THE DATA section start

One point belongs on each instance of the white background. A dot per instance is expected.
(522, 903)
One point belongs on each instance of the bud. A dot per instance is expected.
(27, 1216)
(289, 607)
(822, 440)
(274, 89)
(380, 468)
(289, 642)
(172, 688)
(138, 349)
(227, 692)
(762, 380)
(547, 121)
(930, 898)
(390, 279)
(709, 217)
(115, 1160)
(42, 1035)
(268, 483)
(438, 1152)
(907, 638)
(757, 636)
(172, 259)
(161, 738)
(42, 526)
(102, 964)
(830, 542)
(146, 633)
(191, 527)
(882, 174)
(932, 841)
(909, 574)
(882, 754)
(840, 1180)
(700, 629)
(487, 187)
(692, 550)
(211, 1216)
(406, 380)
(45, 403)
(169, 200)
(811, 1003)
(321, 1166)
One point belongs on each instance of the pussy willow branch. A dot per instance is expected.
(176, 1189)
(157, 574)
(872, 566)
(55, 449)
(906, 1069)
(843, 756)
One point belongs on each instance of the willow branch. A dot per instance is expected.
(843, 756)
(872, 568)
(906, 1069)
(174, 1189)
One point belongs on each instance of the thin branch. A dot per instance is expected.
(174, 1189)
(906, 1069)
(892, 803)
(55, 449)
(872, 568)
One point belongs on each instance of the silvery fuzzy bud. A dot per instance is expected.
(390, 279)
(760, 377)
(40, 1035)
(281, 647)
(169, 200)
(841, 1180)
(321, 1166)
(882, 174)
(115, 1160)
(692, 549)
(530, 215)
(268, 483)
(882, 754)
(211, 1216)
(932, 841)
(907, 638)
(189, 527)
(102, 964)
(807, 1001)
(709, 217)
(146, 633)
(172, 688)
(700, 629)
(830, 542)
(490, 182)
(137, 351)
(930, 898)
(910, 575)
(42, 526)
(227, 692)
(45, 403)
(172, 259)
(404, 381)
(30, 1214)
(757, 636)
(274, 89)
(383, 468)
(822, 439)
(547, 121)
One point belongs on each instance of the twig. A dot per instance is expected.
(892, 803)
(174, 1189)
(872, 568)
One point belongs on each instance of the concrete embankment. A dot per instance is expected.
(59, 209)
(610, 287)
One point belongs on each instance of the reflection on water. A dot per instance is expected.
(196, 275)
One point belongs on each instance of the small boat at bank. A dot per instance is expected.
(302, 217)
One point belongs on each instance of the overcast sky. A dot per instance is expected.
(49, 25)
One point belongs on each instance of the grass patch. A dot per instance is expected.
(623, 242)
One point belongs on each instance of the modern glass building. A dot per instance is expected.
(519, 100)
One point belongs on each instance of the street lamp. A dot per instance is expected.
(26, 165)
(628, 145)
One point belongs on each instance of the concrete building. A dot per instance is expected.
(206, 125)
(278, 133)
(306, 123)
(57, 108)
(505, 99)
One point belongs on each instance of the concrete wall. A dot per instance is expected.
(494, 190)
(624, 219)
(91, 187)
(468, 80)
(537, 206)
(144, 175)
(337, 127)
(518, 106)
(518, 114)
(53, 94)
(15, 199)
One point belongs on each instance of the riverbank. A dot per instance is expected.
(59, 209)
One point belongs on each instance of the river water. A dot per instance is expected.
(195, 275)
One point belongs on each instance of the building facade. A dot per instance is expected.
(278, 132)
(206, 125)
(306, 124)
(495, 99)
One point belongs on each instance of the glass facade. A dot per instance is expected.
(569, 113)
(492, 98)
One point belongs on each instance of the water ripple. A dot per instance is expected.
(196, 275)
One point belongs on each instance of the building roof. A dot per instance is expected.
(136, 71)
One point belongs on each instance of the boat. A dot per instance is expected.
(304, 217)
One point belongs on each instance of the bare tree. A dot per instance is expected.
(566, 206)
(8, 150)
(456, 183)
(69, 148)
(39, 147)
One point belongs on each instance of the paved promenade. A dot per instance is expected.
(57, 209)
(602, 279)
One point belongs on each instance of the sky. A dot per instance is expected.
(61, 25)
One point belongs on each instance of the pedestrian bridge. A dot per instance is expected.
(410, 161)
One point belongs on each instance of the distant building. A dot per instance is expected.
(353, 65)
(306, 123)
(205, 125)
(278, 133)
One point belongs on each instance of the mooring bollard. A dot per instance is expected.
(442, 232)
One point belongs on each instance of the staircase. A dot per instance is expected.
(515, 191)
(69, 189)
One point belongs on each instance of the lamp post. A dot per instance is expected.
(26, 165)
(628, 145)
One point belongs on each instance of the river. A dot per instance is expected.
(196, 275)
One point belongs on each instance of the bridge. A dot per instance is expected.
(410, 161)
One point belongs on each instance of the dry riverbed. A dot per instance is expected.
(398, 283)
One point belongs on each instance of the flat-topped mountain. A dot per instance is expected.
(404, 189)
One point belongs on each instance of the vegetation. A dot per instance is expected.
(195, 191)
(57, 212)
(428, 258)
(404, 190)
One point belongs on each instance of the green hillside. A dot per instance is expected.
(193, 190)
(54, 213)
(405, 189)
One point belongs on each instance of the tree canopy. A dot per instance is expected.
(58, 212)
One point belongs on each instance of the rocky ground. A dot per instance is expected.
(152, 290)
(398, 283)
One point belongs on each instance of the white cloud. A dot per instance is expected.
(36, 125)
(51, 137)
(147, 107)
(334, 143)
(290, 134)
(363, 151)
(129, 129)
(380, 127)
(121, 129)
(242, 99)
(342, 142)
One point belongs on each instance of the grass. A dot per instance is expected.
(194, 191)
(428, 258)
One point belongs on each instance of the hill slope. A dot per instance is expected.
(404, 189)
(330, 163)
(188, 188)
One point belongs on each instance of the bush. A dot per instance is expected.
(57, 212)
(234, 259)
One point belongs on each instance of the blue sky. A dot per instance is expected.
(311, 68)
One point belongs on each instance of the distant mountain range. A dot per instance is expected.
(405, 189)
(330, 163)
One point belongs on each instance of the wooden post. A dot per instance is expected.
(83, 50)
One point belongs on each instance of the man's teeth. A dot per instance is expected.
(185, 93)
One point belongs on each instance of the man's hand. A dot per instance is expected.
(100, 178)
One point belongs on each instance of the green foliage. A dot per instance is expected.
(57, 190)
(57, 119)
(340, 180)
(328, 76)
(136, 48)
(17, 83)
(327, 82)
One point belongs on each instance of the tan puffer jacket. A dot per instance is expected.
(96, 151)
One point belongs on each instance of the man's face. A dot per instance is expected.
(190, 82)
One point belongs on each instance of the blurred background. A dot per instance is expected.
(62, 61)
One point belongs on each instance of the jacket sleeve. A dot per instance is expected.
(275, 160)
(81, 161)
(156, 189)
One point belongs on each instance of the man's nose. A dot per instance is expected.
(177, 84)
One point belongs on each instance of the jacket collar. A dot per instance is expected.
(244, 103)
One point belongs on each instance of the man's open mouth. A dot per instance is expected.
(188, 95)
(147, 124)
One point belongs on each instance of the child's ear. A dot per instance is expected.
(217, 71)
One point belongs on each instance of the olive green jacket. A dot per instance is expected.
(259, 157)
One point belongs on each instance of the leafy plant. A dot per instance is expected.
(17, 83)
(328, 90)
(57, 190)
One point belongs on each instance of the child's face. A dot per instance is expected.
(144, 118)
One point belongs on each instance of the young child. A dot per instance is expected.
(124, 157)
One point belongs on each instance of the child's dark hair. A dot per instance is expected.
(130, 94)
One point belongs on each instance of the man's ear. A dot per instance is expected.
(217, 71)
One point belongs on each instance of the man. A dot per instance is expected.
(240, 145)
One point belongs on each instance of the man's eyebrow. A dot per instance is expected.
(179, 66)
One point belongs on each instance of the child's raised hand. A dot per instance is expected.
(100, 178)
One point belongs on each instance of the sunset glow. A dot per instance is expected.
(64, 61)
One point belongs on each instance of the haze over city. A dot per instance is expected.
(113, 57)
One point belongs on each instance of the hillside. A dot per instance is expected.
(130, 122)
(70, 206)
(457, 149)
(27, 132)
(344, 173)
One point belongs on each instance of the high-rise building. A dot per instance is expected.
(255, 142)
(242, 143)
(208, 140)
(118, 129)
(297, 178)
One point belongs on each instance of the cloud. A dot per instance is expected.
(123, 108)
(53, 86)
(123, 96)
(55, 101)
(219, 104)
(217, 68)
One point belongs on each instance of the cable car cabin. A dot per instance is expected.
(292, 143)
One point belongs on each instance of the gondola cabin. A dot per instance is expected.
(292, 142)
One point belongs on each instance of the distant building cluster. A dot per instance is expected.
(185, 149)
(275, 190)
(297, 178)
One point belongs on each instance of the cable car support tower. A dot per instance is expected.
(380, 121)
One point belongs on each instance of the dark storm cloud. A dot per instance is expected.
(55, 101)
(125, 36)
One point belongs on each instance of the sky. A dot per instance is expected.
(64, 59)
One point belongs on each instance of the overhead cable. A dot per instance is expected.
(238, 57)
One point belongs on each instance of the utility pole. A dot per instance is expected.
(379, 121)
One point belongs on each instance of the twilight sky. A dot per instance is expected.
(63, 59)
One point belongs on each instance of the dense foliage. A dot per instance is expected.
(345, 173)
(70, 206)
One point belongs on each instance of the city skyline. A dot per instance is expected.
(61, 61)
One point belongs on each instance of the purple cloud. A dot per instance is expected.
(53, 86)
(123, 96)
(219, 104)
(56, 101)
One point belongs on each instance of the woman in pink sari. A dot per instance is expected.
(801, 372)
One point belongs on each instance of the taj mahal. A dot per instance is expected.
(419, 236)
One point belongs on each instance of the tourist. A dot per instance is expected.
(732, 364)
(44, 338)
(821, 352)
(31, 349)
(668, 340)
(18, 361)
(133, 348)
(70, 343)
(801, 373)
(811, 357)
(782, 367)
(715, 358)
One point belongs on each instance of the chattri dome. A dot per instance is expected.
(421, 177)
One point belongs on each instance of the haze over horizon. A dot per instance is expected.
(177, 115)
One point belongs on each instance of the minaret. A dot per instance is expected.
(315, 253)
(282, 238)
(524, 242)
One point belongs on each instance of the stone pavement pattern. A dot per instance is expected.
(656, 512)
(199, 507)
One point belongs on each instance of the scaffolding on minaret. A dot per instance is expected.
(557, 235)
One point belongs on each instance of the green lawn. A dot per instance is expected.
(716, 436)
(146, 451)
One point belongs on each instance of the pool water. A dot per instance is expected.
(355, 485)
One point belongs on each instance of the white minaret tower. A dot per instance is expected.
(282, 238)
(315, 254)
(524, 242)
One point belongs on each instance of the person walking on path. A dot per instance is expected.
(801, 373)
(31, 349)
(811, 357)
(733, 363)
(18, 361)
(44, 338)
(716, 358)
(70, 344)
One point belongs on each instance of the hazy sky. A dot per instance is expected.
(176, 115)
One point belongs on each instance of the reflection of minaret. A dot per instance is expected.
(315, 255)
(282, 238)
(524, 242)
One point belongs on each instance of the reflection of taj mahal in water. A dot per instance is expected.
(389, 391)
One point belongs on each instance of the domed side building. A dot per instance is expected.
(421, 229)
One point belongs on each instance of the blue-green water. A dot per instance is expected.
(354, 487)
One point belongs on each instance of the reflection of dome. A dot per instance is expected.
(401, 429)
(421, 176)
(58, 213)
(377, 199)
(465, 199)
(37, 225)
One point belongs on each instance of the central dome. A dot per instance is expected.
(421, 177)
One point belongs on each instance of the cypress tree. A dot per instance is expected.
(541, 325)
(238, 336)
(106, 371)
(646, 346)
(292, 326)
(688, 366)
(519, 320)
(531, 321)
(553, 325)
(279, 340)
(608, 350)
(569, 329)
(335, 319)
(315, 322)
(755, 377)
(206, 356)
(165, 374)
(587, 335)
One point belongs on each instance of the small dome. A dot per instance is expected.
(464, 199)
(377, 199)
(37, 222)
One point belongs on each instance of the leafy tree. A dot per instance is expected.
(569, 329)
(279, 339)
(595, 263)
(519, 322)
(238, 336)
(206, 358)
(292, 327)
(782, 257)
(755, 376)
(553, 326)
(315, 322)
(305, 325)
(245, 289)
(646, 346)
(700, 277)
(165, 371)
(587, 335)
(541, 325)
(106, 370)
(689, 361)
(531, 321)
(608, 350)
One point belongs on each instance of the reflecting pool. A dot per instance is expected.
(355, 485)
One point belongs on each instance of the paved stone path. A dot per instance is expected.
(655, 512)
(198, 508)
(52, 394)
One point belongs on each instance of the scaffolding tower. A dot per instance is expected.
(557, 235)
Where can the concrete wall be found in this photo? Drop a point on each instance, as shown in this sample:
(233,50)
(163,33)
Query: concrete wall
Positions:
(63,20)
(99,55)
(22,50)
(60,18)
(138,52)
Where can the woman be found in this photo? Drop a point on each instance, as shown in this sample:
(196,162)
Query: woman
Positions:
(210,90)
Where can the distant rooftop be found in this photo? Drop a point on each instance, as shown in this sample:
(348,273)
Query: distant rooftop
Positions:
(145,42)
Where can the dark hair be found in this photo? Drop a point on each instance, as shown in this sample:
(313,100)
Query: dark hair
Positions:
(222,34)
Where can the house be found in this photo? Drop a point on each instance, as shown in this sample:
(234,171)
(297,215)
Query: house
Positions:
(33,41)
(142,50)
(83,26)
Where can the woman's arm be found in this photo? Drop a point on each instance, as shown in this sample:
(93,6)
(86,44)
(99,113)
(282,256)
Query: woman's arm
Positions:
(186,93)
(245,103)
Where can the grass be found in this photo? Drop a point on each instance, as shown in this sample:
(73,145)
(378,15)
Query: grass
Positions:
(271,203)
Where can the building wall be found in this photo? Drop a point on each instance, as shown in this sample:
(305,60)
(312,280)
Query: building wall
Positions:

THE DATA section end

:: TASK GOAL ::
Wherever the string "house" appears in the data above, report the whole line.

:: RESPONSE TO THE EXERCISE ::
Where can the house be found in this photo? Drop a point on each instance, as shown in this sample:
Query: house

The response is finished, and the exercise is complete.